Provided information:
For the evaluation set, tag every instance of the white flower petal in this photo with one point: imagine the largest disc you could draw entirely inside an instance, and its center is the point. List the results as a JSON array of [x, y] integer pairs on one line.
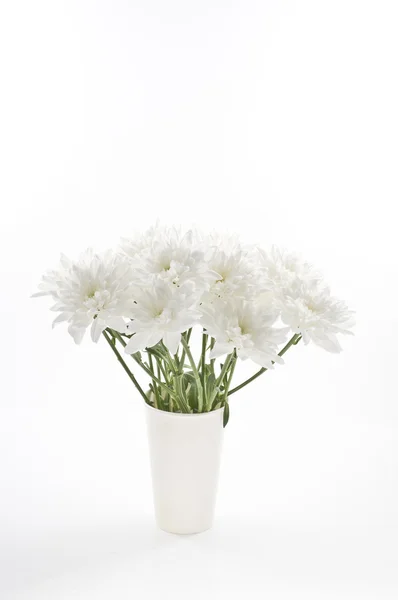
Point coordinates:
[[97, 328], [220, 349], [171, 341]]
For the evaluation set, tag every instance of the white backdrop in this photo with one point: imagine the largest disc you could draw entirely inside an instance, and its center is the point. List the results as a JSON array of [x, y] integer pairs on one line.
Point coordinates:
[[277, 120]]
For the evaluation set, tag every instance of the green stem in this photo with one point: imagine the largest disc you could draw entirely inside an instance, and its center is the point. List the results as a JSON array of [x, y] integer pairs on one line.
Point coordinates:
[[155, 387], [195, 373], [187, 336], [296, 338], [125, 367], [203, 365], [141, 364]]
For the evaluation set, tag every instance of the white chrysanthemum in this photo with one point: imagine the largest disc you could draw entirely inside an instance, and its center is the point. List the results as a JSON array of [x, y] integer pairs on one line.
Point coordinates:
[[162, 313], [243, 326], [285, 270], [239, 275], [316, 315], [95, 290], [168, 255]]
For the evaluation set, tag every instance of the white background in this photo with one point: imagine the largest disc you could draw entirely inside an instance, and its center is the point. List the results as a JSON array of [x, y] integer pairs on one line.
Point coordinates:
[[275, 119]]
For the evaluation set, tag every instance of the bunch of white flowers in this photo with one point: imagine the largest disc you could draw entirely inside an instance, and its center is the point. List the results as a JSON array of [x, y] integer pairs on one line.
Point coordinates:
[[149, 295]]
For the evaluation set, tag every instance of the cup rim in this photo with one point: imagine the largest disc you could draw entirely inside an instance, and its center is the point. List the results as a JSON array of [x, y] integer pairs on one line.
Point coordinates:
[[184, 415]]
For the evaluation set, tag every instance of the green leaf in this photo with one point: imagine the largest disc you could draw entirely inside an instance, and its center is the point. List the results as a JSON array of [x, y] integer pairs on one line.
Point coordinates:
[[226, 414]]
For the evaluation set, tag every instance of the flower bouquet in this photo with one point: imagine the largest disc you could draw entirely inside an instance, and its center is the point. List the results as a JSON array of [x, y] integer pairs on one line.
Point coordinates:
[[181, 309]]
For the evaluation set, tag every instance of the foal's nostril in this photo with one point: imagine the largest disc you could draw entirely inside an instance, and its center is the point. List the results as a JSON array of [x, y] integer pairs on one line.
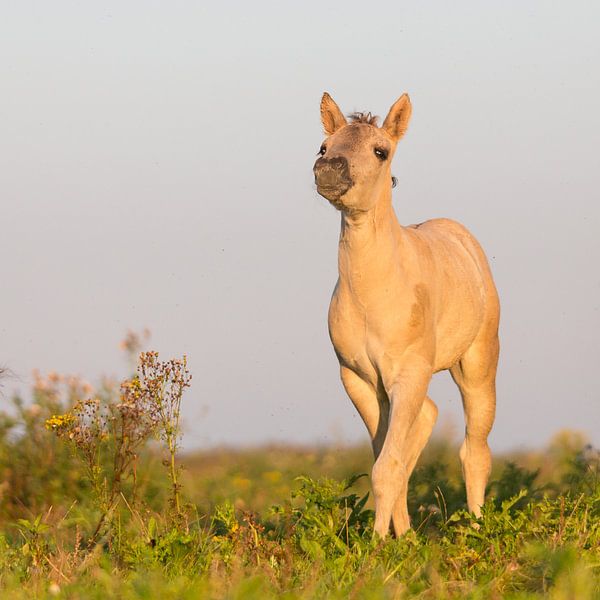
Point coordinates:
[[332, 176]]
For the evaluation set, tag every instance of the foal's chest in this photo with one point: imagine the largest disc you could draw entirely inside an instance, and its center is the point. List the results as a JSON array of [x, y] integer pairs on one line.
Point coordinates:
[[362, 332]]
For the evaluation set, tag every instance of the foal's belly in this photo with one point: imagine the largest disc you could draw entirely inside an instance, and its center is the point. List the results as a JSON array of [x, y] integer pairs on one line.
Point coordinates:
[[368, 345]]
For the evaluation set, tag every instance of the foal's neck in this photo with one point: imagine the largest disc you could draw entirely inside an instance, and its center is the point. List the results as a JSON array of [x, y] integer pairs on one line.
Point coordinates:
[[369, 241]]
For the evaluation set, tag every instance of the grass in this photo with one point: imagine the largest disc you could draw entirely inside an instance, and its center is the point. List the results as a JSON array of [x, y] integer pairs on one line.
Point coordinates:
[[89, 510]]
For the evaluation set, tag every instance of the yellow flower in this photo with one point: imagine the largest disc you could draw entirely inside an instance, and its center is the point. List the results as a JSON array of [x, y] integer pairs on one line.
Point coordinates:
[[59, 421]]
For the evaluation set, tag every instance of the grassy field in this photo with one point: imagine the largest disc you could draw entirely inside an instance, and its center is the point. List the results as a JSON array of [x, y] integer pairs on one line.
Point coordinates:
[[96, 501]]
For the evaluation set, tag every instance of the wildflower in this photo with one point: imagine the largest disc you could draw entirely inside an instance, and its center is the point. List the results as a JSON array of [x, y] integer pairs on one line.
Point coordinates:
[[56, 422]]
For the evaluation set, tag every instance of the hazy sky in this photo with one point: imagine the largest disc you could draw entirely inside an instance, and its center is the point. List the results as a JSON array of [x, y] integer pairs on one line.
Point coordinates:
[[156, 171]]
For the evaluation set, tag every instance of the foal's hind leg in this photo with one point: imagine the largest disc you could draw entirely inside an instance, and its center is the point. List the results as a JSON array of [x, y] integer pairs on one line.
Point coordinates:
[[475, 375]]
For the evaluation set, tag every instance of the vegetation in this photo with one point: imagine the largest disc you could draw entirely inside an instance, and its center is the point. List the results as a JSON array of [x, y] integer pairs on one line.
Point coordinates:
[[95, 502]]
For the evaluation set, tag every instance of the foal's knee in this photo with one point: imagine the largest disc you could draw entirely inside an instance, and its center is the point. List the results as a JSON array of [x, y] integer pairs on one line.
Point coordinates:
[[389, 477], [475, 455]]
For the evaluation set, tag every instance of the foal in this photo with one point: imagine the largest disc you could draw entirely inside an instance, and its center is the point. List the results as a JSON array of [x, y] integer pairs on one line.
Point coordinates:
[[409, 301]]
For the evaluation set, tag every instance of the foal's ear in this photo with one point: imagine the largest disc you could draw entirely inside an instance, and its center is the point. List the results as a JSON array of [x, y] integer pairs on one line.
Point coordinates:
[[331, 115], [397, 120]]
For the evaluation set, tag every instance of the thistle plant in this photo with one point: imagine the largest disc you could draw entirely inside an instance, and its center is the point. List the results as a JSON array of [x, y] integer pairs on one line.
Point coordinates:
[[108, 435]]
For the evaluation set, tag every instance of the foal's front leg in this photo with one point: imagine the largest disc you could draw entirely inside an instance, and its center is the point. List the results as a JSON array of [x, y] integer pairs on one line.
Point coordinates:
[[407, 392]]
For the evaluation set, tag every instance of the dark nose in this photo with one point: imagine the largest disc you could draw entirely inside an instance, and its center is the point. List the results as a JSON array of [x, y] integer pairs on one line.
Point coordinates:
[[332, 176]]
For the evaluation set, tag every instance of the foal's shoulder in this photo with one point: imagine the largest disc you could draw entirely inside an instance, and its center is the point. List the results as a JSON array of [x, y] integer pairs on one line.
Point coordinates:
[[442, 226]]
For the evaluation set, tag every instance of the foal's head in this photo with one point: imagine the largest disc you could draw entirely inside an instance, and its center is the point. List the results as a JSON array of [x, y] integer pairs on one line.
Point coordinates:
[[355, 159]]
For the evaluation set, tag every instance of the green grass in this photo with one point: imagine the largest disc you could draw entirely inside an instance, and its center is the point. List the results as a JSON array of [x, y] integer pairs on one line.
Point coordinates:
[[287, 522]]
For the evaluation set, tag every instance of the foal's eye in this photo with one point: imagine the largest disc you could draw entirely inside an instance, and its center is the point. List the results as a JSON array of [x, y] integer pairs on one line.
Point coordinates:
[[380, 153]]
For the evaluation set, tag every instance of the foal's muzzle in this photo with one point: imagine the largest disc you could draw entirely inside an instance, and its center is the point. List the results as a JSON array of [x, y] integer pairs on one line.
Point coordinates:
[[332, 176]]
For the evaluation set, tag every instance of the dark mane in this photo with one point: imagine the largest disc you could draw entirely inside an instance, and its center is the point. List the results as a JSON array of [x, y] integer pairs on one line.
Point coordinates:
[[362, 117]]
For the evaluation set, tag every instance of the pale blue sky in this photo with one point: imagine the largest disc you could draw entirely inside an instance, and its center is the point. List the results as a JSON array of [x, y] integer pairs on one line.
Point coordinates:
[[156, 171]]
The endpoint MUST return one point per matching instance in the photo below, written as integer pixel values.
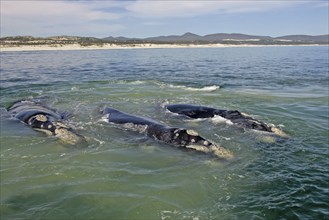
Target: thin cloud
(57, 17)
(165, 9)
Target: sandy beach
(126, 46)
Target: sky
(149, 18)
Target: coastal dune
(124, 46)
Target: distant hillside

The exercise:
Rewrite the lines starting with the one containing "For the evaluation set, tag every instance of the wildflower" and going on through the one containing "[[331, 115], [397, 120]]", substituting "circle" for "disc" and leaving everything else the same.

Answer to the problem:
For the evaluation set, tag every instance of the wildflower in this photo with one point: imagine the largest circle you could draw entirely inside an instance, and its center is the point. List the results as a JSON array of [x, y] integer pairs on one line.
Point coordinates:
[[56, 422]]
For the evaluation set, tag every instance of the hazy sky in this photo with one point: imagine the largest circle you could draw entirely inside an instance, and its center is the point. List the results as a JSON array of [x, y] integer pairs on one line.
Point coordinates:
[[156, 171]]
For the evaluation set, tag every instance of the foal's hind leg in this photo with one point: imagine the largest circle you could draw entirely inside an instance, and its center is the point. List the results as a JSON array of [x, y] integer pairs on one line.
Point coordinates:
[[475, 375]]
For the evaluation set, tag every instance of the vegetation in this photo with one point: imagine the largest circle you could draw entirely inside an instance, and its center is the point. List the results as a JSON array of [x, y] integer pairs on one line.
Point coordinates:
[[95, 502]]
For the evaluation set, tag every instance of the foal's knee in this photo with one point: imagine the largest circle you could draw entirely inside an instance, and its center is the point. List the results as a JSON array of [x, y] integer pairs on one line.
Point coordinates:
[[389, 477], [475, 455]]
For the evaluation set, tag every instance of the foal in this photo with one point: imagine the largest circle you could draw entirely inside an instance, and its center is the point. List the results as a JSON array of [x, y] integer pairs on one line.
Point coordinates:
[[409, 301]]
For the evaluation set, tag every instance of the foal's ear in this photo with one point: imagine the largest circle you could draw entirely inside an instance, and its center is the point. List the results as a JSON array of [x, y] integer pairs on one line.
Point coordinates:
[[331, 115], [397, 120]]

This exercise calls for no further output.